(Point labeling items)
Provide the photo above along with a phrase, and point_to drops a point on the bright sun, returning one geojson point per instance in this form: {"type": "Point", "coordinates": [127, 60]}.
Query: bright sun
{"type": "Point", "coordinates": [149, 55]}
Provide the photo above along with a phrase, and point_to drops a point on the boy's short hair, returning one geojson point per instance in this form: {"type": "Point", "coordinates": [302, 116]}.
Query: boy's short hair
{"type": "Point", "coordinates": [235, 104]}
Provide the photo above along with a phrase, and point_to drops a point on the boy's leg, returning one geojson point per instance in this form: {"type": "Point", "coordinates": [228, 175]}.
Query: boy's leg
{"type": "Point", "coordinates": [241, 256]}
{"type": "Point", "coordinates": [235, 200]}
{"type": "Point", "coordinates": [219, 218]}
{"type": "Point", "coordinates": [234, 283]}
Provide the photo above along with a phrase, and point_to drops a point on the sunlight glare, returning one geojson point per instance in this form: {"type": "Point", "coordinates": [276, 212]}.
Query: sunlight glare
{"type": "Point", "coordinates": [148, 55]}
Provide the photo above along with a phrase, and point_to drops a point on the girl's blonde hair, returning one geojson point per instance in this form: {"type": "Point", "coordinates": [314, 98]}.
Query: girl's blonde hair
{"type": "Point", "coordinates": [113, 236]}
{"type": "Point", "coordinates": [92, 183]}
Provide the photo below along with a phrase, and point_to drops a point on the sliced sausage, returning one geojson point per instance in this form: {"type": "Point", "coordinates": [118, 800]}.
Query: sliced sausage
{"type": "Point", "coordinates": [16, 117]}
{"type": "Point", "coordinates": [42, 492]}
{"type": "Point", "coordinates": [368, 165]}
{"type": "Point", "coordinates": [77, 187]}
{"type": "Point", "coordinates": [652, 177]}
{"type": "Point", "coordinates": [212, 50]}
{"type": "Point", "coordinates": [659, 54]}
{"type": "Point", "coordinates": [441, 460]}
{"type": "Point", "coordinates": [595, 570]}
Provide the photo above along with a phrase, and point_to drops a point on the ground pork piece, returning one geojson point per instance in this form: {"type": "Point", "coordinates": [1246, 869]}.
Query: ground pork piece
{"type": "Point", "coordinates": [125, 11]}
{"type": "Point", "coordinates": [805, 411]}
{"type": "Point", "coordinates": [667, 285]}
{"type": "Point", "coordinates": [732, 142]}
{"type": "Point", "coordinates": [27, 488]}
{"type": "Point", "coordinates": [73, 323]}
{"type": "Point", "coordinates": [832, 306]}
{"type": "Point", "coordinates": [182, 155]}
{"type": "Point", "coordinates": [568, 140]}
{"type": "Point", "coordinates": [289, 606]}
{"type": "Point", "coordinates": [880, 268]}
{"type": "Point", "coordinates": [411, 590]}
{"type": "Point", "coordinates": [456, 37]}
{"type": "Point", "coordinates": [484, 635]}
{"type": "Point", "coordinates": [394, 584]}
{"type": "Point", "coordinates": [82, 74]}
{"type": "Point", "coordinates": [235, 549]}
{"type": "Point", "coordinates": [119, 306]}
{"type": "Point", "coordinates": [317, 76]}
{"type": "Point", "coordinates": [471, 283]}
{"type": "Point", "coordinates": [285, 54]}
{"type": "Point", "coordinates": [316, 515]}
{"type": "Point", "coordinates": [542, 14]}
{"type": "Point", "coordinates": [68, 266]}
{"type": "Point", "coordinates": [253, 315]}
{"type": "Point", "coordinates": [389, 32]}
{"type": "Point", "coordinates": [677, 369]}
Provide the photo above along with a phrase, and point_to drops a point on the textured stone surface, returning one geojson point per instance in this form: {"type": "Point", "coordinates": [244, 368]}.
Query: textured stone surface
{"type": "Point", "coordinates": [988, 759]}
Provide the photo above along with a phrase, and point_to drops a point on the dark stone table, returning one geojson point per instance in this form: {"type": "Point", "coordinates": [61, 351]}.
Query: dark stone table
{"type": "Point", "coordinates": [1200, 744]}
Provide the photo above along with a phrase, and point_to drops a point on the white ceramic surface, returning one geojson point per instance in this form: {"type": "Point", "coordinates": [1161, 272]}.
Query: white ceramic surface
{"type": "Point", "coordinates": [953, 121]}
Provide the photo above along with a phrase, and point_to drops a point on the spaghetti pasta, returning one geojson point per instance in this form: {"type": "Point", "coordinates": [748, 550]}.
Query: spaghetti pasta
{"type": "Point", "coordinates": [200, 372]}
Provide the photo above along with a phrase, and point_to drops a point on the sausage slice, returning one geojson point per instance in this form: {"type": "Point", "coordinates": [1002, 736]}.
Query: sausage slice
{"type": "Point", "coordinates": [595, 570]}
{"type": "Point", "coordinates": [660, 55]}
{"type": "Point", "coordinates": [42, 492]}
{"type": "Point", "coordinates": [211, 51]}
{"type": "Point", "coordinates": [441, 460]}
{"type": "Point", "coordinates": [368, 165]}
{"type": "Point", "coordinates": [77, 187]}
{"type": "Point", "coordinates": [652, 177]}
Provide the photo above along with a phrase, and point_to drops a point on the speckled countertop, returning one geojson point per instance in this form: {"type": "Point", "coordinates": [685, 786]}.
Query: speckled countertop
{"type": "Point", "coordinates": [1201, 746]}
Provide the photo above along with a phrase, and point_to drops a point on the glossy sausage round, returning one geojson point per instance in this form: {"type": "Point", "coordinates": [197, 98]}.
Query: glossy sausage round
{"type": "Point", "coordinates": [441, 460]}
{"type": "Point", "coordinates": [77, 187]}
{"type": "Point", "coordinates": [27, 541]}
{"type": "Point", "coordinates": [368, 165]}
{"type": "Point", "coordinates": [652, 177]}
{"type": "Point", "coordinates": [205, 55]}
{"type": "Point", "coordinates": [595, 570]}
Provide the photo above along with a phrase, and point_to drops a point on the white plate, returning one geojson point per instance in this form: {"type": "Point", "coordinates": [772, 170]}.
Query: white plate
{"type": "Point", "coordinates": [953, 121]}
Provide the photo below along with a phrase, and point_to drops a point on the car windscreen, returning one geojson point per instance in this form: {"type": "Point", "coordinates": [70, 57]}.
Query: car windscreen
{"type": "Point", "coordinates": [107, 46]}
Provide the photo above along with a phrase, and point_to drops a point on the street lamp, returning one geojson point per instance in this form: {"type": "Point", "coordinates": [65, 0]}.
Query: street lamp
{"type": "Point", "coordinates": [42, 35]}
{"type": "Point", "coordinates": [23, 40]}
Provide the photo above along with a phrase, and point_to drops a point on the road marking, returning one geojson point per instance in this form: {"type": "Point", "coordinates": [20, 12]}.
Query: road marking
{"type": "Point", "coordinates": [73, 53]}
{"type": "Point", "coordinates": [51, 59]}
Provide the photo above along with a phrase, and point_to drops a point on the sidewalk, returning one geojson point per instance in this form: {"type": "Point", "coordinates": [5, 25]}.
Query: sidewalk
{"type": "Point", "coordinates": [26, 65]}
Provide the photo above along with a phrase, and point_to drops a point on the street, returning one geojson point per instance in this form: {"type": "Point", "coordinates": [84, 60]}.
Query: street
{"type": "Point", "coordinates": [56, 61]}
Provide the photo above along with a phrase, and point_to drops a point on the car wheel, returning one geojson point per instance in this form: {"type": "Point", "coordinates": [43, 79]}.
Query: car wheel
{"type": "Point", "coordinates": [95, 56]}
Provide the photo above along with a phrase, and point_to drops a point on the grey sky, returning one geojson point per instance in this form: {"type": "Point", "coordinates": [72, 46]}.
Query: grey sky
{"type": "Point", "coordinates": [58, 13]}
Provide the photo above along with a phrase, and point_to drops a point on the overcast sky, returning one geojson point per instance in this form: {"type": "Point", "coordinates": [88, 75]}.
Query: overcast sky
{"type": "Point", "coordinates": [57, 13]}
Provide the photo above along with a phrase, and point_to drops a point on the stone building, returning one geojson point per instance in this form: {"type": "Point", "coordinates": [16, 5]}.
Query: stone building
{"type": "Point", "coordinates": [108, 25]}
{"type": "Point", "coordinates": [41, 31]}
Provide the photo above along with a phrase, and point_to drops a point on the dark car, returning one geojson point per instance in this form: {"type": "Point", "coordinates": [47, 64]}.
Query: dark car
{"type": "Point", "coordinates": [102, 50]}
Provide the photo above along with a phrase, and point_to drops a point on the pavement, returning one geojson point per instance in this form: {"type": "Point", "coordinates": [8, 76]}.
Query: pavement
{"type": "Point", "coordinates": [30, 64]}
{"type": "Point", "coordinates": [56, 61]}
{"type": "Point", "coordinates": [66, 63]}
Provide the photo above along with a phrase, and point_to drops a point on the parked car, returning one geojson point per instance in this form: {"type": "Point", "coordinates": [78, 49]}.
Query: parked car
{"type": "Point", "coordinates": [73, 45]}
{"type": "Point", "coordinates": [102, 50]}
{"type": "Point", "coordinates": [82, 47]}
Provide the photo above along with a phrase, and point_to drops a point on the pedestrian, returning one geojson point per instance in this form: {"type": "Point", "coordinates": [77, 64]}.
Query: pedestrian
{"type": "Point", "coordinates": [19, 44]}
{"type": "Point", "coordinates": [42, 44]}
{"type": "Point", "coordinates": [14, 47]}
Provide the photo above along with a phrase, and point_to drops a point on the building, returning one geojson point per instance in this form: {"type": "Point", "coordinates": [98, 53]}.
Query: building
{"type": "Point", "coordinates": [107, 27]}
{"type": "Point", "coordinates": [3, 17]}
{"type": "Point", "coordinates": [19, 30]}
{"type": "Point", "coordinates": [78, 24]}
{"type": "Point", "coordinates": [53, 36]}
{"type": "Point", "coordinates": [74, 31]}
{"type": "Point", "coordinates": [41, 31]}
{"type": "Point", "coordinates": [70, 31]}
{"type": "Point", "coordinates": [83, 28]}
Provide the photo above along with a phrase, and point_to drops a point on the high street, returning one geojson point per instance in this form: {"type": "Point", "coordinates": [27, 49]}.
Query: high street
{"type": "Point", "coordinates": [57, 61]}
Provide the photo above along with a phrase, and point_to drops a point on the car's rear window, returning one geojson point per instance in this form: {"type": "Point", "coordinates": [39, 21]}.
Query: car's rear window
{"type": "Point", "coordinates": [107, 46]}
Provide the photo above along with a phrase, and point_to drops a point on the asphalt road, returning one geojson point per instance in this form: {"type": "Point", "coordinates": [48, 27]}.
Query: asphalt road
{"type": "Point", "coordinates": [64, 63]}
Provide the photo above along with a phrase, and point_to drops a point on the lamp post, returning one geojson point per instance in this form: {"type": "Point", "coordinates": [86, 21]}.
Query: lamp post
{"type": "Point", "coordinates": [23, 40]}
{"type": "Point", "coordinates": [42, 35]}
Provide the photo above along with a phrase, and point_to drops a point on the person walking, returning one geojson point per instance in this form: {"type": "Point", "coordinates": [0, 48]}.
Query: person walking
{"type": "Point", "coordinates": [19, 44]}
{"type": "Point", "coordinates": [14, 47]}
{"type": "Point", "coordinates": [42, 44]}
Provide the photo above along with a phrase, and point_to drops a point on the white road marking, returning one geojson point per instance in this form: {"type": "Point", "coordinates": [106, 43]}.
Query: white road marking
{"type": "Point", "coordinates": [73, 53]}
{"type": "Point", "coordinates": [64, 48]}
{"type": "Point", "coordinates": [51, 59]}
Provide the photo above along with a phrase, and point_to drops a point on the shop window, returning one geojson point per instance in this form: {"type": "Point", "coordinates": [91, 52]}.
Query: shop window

◆ Task instructions: Swap every "lamp post" for "street lamp" in the items from the line with "on the asphalt" up to and including the last line, and give those lines again with nothing else changed.

◆ Answer for the task:
Provide the photo above along with a phrase, and point_to drops a point on the asphalt road, returning one geojson point per instance in this form: {"type": "Point", "coordinates": [48, 27]}.
Query: asphalt road
{"type": "Point", "coordinates": [64, 63]}
Provide the photo above along with a phrase, and point_to drops a point on the street lamp, returning one geojson point per instance in this form: {"type": "Point", "coordinates": [86, 21]}.
Query: street lamp
{"type": "Point", "coordinates": [23, 40]}
{"type": "Point", "coordinates": [42, 35]}
Provide the photo above along with a phrase, and point_to drops a point on the person walking, returning one geojson point per instance in this form: {"type": "Point", "coordinates": [0, 48]}.
Query: person walking
{"type": "Point", "coordinates": [19, 44]}
{"type": "Point", "coordinates": [14, 47]}
{"type": "Point", "coordinates": [42, 44]}
Provide the photo above along with a phrase, and point_to drops a point on the white road marking, returning one geojson point per instance in this form: {"type": "Point", "coordinates": [106, 43]}.
Query: white road marking
{"type": "Point", "coordinates": [73, 53]}
{"type": "Point", "coordinates": [64, 48]}
{"type": "Point", "coordinates": [51, 59]}
Provide the photo above along with a phrase, and point_to drops a point on the shop window, returning one geojson point per instance in this form: {"type": "Point", "coordinates": [91, 52]}.
Query: shop window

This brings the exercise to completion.